Saved data entries:
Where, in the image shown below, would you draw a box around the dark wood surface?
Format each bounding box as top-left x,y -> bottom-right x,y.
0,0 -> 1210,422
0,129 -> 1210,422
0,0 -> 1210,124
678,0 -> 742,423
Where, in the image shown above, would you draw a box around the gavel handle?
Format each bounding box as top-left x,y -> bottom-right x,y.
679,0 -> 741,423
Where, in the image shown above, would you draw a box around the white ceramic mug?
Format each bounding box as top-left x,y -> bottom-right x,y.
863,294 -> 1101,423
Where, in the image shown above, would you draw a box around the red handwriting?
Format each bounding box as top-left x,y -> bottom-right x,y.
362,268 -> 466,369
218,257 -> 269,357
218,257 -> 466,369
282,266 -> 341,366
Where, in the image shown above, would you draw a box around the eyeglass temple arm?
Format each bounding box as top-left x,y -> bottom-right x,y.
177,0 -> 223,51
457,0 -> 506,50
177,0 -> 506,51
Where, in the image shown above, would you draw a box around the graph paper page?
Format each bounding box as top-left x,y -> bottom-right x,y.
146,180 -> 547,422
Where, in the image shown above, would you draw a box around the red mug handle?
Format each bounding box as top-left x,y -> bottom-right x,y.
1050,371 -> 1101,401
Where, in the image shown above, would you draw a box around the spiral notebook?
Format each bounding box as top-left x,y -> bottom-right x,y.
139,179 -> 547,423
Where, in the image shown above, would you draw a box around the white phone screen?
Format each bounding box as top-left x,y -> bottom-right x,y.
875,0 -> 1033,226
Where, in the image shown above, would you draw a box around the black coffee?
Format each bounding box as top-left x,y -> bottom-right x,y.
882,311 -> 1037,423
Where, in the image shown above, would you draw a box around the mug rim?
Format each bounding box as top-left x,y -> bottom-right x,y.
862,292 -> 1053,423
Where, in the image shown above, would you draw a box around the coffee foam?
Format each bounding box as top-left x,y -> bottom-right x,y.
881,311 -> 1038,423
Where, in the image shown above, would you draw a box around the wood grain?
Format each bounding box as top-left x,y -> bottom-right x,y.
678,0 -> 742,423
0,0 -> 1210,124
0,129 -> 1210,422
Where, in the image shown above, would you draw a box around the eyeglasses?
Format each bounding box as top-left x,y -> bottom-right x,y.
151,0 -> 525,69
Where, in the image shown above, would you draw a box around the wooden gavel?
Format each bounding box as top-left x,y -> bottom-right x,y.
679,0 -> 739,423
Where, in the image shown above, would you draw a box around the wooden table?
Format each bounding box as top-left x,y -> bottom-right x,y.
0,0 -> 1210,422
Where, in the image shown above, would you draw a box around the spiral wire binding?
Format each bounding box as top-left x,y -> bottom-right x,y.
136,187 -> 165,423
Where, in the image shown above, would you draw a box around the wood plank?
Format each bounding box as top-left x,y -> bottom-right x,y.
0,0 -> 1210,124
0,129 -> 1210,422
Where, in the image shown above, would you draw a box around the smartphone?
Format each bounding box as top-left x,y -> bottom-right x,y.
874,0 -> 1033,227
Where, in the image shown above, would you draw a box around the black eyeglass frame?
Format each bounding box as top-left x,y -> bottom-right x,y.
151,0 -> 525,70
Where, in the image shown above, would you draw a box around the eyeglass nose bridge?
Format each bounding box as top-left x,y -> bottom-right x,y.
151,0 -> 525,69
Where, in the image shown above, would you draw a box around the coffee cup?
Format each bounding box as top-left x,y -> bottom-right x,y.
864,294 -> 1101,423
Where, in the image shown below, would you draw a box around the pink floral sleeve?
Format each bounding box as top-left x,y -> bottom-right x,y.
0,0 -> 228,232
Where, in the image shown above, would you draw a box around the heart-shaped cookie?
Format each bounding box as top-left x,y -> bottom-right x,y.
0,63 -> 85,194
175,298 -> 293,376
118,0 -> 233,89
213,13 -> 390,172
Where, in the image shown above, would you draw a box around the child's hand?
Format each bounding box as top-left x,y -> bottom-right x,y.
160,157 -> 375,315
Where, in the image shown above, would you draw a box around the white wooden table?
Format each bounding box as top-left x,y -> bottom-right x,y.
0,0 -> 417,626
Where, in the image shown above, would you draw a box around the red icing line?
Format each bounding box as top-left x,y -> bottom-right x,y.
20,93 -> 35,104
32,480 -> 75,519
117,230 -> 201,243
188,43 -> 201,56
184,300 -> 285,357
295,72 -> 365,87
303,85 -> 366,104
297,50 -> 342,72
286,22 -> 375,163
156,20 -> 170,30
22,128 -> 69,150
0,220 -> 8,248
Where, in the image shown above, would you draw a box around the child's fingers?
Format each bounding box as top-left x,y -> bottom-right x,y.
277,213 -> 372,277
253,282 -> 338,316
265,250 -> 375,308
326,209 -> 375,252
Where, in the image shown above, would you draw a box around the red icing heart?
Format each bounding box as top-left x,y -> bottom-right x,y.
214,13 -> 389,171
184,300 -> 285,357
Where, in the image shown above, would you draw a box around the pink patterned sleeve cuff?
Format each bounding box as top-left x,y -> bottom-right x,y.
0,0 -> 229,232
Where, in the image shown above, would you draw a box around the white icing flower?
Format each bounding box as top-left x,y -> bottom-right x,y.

TASK PROMPT: Pick out each line of the listing above that contains the word "black". Case counts.

ANSWER:
Where, in the image shown above, would you draw a box around the black coffee?
Where, in the image shown above, would you draw a box around the black eyeglass frame?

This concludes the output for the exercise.